──────── TEXTO DE LECTURA

Una mujer que vive en el imaginario de los demás, que “presta” su cuerpo contra su voluntad, una mujer que no se reconoce en ésa a la que todos aman e idolatran porque no es ella, una mujer que siempre que se ríe, llora; y que de un modo u otro regresa, indefectiblemente, al final de su corta vida a ese círculo fatal que la locura y la tristeza trazaron en su primera infancia, en tiempos de la oscuridad de la razón.
La vida de Marilyn Monroe se redimensiona, amplifica y al mismo tiempo disecciona, a través de una extensa lista de detalles y revisión de hechos más o menos conocidos, en Blonde (Rubia). Se trata de la descomunal biopic dirigida por el cineasta neozelandés Andrew Dominik, basada en la novela homónima de la escritora y narradora norteamericana Joyce Carol Oates, producida entre otros por Brad Pitt, sobre la vida de la estrella de Hollywood, que estrenó Netflix hace un par de días sin pasar por los cines, y que la tiene a la actriz cubano-española Ana de Armas como protagonista absoluta en uno de esos trabajos donde el compromiso para abordar semejante personaje, no desde lo bello sino desde lo más oscuro y contradictorio, la pone frente a un desafío abismal.
Buscando correr la historia de Marilyn del mito pop-glam, vetusto y en deconstrucción del poster y la remera gracias al movimiento #MeToo entre otros espacios que posibilita la cuarta ola del feminismo, y valorizando el texto de una escritora como Joyce Carol Oates, promotora de la sororidad y conocida por temáticas como el abuso sexual entre otras violencias ejercidas sobre las mujeres por los hombres y el poder en sus diversas formas como marcas indelebles de un patriarcado ahora puesto sobre un tembladeral, pasaron más diez años desde que Andrew Dominik (Chopper, El asesinato de Jesse James por el cobarde Robert Ford) logró concretar su proyecto, un tiempo que seguramente jugó a favor de la película que no es la misma que hubiese sido una década atrás.

────────────────
──────── DATOS PROPORCIONADOS

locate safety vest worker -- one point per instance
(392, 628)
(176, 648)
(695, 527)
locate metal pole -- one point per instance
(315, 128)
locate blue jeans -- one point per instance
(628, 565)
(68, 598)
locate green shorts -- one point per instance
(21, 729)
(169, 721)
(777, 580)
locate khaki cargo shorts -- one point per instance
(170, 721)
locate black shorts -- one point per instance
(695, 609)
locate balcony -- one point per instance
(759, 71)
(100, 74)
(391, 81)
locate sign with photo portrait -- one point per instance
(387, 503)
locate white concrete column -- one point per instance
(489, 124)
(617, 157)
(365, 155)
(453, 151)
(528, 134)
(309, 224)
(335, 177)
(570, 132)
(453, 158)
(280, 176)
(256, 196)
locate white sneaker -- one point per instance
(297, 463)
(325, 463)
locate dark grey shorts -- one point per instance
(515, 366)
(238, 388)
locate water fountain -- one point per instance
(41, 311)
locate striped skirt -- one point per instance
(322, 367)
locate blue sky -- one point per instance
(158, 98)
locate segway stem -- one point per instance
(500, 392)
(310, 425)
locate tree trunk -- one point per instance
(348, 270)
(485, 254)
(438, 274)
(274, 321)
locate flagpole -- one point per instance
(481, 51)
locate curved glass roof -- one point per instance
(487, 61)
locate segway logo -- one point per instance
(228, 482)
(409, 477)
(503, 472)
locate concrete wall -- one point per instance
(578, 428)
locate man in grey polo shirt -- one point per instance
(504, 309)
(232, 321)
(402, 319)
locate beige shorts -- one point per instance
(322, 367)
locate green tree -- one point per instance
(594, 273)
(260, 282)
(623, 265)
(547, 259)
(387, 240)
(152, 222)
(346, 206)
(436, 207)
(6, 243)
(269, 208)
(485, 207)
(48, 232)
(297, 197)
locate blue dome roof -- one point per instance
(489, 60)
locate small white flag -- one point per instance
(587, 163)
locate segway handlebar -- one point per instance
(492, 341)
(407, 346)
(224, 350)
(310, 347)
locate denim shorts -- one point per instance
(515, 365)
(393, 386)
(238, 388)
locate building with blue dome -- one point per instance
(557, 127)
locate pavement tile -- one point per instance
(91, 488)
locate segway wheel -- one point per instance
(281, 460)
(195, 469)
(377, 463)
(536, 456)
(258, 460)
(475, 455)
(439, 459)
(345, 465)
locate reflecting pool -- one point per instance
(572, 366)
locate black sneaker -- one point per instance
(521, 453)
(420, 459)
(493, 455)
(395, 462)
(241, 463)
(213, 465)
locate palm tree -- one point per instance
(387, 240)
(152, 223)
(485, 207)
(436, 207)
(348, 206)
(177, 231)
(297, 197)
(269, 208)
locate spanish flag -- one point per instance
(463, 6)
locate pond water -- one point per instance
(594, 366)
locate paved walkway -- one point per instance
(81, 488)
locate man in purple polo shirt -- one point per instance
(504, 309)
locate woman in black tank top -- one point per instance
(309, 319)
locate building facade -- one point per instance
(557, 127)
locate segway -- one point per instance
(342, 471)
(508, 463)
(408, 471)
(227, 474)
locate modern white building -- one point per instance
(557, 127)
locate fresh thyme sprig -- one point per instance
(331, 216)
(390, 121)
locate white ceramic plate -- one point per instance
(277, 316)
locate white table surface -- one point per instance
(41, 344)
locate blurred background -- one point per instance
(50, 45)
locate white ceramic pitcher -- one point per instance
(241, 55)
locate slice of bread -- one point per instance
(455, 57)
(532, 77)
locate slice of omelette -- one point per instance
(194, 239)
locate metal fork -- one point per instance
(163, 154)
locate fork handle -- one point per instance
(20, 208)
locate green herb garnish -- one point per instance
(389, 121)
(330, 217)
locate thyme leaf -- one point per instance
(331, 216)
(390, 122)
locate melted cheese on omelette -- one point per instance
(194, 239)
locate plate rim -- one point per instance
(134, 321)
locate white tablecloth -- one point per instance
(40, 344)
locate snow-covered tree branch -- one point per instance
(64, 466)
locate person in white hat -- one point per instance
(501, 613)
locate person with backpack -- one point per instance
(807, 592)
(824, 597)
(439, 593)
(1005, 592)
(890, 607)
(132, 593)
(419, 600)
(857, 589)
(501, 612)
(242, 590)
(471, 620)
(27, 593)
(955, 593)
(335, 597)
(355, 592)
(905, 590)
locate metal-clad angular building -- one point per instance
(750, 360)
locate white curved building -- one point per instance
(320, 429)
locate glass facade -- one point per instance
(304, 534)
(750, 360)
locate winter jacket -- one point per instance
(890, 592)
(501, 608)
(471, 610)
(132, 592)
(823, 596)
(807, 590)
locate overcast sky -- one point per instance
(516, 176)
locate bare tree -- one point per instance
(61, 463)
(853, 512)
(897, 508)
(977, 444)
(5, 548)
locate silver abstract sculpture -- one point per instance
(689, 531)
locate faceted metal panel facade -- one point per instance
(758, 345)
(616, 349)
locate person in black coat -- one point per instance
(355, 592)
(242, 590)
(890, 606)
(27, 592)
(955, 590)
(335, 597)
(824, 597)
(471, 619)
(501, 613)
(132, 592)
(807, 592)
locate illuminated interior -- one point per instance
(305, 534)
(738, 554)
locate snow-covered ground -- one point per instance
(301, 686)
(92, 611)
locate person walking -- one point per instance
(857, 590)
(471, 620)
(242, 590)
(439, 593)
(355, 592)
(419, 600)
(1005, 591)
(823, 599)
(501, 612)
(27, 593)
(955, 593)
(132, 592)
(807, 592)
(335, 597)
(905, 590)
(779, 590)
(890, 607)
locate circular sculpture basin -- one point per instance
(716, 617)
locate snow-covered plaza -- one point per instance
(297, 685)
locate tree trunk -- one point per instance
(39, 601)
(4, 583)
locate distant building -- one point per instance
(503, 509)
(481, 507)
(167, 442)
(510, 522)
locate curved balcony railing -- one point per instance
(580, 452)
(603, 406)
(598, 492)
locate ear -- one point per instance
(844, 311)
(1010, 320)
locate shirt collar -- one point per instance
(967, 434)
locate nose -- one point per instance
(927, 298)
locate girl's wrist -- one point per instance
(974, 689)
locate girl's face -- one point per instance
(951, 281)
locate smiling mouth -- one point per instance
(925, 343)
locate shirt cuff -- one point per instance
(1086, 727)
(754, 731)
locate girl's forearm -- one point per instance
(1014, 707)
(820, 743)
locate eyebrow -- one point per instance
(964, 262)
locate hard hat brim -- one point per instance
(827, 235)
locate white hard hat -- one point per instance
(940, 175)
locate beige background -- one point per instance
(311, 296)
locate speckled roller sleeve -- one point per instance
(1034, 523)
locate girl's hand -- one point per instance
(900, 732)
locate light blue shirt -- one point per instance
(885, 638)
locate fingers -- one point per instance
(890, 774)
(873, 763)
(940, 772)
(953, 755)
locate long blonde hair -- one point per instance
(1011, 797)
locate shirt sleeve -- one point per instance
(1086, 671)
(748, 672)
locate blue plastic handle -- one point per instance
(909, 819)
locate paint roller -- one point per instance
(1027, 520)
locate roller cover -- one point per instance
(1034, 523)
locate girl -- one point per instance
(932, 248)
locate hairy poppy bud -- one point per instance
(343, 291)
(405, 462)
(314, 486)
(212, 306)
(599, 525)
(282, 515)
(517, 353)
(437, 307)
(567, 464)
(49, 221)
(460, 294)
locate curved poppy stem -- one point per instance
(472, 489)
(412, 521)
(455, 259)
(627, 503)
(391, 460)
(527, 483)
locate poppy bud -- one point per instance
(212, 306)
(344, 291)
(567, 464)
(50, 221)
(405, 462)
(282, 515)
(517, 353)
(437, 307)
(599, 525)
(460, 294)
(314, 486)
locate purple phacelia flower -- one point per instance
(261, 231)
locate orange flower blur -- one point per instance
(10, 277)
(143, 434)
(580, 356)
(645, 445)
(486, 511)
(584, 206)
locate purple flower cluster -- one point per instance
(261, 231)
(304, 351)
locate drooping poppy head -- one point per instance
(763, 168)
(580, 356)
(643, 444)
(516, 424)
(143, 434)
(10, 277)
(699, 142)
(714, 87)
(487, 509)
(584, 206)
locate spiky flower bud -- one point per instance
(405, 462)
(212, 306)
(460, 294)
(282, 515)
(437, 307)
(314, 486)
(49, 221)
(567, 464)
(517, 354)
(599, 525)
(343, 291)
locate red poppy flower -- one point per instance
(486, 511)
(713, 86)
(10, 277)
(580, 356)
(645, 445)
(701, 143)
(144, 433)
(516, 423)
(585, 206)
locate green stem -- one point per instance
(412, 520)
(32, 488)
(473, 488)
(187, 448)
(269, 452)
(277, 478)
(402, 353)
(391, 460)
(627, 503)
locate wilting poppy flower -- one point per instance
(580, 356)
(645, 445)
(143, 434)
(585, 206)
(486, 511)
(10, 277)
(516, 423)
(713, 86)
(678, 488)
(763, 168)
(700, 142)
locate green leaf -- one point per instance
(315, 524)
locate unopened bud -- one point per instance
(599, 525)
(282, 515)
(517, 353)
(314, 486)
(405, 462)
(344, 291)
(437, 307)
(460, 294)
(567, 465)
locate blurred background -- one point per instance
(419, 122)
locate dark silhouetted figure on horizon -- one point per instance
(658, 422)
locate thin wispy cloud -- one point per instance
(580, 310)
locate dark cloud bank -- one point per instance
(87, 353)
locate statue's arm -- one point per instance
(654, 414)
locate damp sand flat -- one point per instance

────────────────

**LISTA DE TAREAS**
1) En la reseña sobre la película Blonde, ¿qué actriz interpreta a Marilyn Monroe?
2) Prosiga la reseña sobre la película Blonde a partir de su última oración.

**RESPUESTAS POR TAREA**
1) La actriz cubano-española Ana de Armas.

2)
Dominik propone un cine duro, amargo, jamás edulcorado y mucho menos complaciente, y cuenta la historia del ascenso (quizás nunca ascendió) y la caída de la mujer que de niña vivió hostigada por la ausencia de su padre, las culpas que le indilgó su madre sumida en la locura y la depresión, el terror a la herencia de esa locura genética, el paso por los orfanatos y las familias de cuidado donde fue abusada como pasaría años más tarde en su primera audición, el sueño no cumplido de su madre se ser una estrella de cine como mandato, la búsqueda de hombres que ocupen el lugar ausente de ese padre ensoñado, los abortos no deseados pero inevitables, el estrellato rutilante, la caída estrepitosa y su muerte, de la que se cumplieron 60 años el pasado 4 de agosto.
Gracias al trabajo descomunal de Ana de Armas, actriz que de este modo se posiciona varios escalones más arriba en una carrera ascendente, con un notable parecido físico con Monroe pero mucho más parecida a Norma Jean en esas extra escenas de una vida plagada de oscuridades, la película propone un viaje poderoso pero áspero y para nada indulgente, de casi tres horas, donde se atan una serie de cabos sueltos para entender por qué esa mujer que parecía tenerlo todo, en realidad estaba muy lejos de lo que se suponía por entonces era el sueño americano.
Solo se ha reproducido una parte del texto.